▸ **What the task asks**
In the entries that follow, find each line with the word "foliage" and copy it.

▸ **Provided records**

-- Opening Marker --

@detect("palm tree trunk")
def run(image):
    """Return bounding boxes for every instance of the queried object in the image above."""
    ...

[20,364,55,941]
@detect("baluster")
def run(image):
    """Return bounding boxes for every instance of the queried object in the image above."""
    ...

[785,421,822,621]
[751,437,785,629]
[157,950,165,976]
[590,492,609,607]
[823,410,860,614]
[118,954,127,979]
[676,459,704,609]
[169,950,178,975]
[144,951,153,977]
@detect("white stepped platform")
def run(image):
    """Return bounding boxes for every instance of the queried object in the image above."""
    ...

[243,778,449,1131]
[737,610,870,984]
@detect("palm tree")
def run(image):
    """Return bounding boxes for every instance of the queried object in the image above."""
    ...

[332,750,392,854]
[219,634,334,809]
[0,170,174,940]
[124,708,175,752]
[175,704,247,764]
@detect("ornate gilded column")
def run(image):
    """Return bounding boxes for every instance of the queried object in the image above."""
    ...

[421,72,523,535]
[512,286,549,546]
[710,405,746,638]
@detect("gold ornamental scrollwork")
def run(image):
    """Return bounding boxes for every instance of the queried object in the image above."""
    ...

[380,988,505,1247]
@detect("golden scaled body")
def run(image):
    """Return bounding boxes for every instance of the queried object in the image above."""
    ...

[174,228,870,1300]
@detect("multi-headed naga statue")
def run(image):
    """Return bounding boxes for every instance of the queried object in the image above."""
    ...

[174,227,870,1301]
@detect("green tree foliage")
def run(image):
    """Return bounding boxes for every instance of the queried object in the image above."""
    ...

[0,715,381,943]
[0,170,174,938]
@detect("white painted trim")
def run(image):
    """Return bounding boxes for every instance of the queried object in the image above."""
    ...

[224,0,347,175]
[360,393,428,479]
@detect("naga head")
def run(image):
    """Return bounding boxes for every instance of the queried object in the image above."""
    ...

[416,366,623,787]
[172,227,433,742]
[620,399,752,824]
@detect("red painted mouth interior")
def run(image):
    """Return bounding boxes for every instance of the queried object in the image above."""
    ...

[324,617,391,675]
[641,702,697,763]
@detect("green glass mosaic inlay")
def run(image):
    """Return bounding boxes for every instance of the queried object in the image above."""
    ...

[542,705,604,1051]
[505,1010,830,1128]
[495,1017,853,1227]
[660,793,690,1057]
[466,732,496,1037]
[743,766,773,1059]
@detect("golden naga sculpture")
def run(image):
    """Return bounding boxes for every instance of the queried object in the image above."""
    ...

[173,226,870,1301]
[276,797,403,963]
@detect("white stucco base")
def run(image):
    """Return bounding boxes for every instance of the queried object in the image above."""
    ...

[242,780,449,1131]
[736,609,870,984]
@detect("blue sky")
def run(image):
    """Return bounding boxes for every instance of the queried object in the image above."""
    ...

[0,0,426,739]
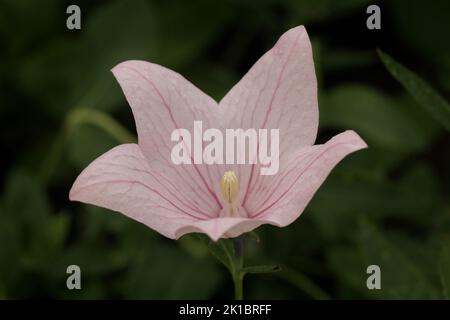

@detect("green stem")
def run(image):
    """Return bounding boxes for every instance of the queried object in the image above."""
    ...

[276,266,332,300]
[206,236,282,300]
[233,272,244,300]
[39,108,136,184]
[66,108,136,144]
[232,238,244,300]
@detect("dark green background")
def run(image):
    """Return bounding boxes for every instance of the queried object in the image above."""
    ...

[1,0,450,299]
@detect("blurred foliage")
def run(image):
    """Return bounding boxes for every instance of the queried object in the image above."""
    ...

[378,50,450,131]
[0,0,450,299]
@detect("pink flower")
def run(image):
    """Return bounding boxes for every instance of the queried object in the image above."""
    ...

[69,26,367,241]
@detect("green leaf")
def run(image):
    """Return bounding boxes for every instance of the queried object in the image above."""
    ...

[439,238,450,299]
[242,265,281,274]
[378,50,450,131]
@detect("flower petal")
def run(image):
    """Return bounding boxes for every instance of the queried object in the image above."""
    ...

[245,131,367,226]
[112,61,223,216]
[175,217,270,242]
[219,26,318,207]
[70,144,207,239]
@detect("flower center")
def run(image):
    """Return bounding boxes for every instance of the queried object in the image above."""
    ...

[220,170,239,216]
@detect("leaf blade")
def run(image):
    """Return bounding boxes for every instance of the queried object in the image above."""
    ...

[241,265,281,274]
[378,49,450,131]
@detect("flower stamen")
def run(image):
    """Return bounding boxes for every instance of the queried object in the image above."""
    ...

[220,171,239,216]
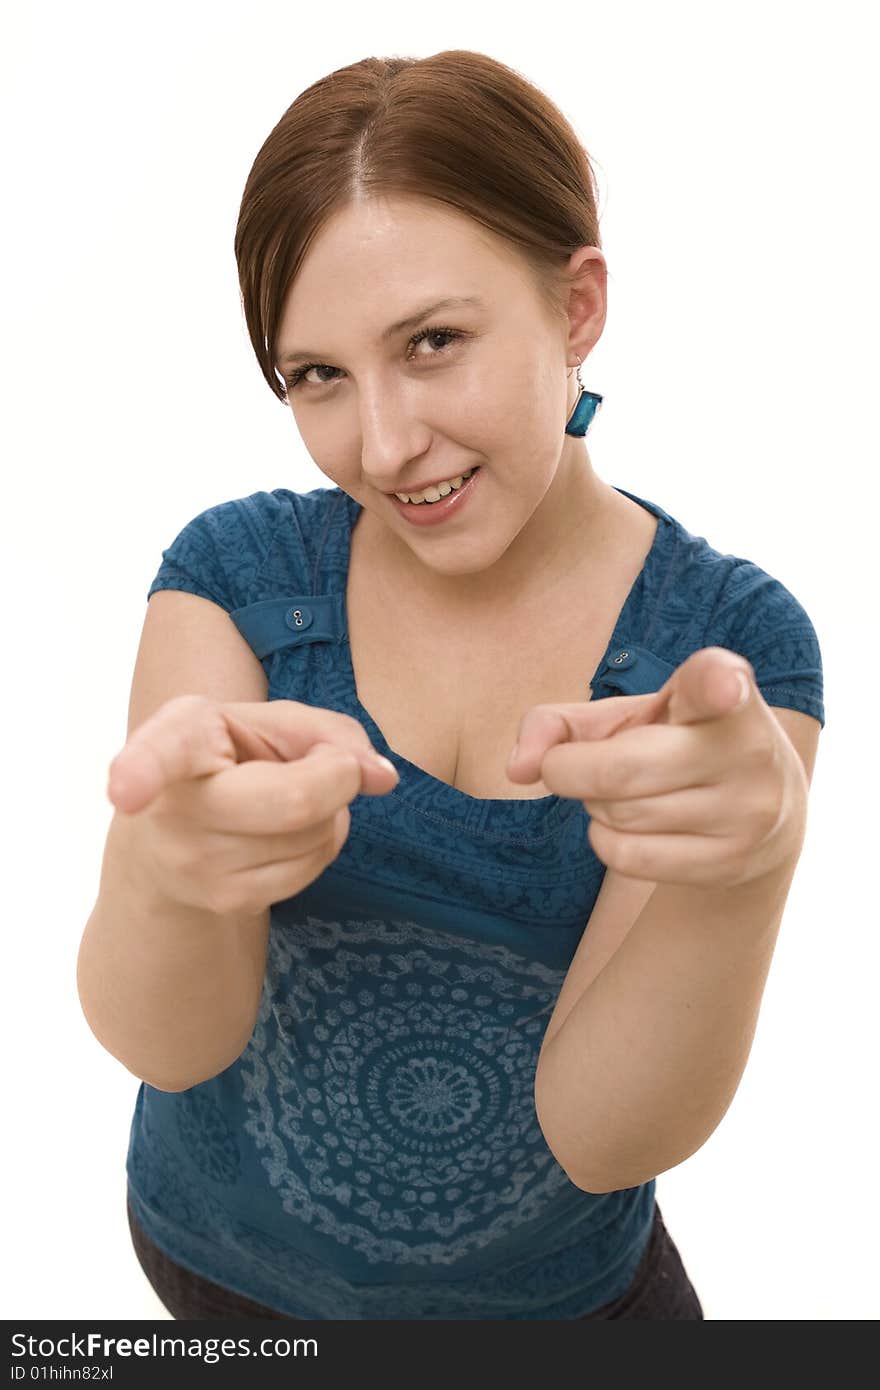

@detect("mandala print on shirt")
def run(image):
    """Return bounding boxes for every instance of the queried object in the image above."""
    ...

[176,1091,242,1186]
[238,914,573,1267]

-- Closing Marker --

▸ **Written answer**
@detect("green tree foliage")
@detect("blurred foliage")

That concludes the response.